## PAGE

▼▼▼

Kafka Catalog
Overview
Kafka Catalog uses the Trino Kafka Connector through the Trino Connector compatibility framework to access Kafka Topic data.
- This is an experimental feature, supported since version 3.0.1.
- This feature does not depend on a Trino cluster environment; it only uses Trino-compatible plugins.
Use Cases
| Scenario | Support Status |
|---|---|
| Data Integration | Read Kafka Topic data and write to Doris internal tables |
| Data Write-back | Not supported |
Version Compatibility
- Doris Version: 3.0.1 and above
- Trino Connector Version: 435
- Kafka Version: For supported versions, please refer to Trino Documentation
Quick Start
Step 1: Prepare Connector Plugin
You can obtain the Kafka Connector plugin using one of the following methods:
Method 1: Use Pre-compiled Package (Recommended)
Download and extract the pre-compiled plugin package from here.

▲▲▲

## DIRECTION A
Count the lines in the listing below that contain the string "blurred", and give only that number.
The Kafka Catalog page has no connection to the listing.

## DATASET ROWS
▼▼▼

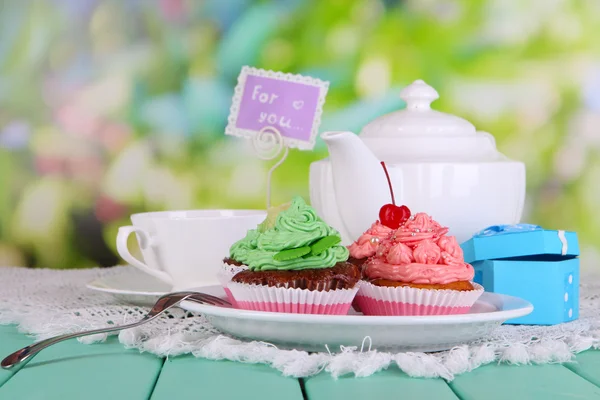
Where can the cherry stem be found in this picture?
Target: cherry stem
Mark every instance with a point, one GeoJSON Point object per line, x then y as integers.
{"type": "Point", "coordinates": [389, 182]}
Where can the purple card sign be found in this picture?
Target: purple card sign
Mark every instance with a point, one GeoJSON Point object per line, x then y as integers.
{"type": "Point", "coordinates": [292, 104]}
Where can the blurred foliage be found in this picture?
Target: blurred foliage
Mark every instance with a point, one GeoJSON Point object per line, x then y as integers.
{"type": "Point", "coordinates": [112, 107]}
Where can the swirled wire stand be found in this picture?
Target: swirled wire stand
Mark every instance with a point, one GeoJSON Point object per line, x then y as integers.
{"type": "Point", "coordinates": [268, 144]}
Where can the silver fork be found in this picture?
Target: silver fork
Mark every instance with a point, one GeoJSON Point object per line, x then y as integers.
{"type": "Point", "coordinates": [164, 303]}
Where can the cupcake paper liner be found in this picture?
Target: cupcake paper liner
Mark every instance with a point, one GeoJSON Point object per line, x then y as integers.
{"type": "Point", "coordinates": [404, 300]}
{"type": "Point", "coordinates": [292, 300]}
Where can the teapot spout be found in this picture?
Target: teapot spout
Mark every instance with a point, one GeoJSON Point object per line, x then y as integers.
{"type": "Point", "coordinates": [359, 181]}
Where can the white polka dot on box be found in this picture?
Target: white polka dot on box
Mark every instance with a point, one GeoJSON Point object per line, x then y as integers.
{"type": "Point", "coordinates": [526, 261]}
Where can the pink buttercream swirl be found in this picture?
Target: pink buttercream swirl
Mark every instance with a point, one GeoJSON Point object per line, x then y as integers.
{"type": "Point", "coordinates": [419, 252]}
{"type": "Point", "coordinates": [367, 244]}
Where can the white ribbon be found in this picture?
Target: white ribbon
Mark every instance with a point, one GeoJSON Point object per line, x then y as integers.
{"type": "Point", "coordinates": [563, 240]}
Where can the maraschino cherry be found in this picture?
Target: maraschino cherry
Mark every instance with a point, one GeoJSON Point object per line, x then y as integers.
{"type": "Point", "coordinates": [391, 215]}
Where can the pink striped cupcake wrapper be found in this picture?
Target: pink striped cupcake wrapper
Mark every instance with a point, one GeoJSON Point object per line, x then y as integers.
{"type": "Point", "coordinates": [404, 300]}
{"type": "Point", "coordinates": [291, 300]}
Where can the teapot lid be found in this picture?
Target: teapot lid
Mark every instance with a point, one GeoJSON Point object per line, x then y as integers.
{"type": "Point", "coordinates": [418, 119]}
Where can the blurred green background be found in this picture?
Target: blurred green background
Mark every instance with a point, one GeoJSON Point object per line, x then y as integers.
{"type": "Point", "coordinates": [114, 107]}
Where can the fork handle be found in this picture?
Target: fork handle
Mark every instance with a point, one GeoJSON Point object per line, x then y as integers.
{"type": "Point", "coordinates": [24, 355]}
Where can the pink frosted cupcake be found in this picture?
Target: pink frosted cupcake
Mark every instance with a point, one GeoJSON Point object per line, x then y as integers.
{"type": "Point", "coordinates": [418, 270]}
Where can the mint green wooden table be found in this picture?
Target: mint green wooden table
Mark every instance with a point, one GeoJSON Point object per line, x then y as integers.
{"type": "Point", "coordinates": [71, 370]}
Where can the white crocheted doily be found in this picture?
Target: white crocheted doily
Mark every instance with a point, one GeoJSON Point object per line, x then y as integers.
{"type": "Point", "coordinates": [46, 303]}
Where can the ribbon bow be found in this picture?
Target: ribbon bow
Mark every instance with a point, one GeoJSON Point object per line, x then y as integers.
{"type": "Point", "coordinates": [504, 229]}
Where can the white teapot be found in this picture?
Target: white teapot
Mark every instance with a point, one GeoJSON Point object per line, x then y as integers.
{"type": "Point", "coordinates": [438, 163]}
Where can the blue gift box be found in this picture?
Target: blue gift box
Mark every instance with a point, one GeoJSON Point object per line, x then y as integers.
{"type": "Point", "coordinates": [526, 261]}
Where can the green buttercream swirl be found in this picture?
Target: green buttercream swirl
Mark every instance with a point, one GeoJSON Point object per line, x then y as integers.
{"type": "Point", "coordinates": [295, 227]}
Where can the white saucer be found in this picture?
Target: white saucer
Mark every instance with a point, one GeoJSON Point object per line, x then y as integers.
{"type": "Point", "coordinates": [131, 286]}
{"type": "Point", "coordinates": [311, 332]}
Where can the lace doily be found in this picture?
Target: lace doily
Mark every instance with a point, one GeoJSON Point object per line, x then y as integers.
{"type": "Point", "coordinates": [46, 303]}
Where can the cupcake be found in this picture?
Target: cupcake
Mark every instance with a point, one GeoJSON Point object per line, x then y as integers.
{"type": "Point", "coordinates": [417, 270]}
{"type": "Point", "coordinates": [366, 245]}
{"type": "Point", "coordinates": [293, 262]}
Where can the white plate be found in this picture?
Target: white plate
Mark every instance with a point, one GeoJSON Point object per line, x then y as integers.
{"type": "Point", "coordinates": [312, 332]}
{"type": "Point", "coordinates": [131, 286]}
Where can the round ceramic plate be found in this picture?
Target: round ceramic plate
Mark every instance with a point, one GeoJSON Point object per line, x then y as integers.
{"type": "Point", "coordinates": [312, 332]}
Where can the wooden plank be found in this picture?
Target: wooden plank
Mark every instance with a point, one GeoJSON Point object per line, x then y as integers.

▲▲▲

## DIRECTION B
Reproduce word for word the passage of the Kafka Catalog page that opens with "- This is an" and closes with "uses Trino-compatible plugins.".

## EXERCISE OUTPUT A
4

## EXERCISE OUTPUT B
- This is an experimental feature, supported since version 3.0.1.
- This feature does not depend on a Trino cluster environment; it only uses Trino-compatible plugins.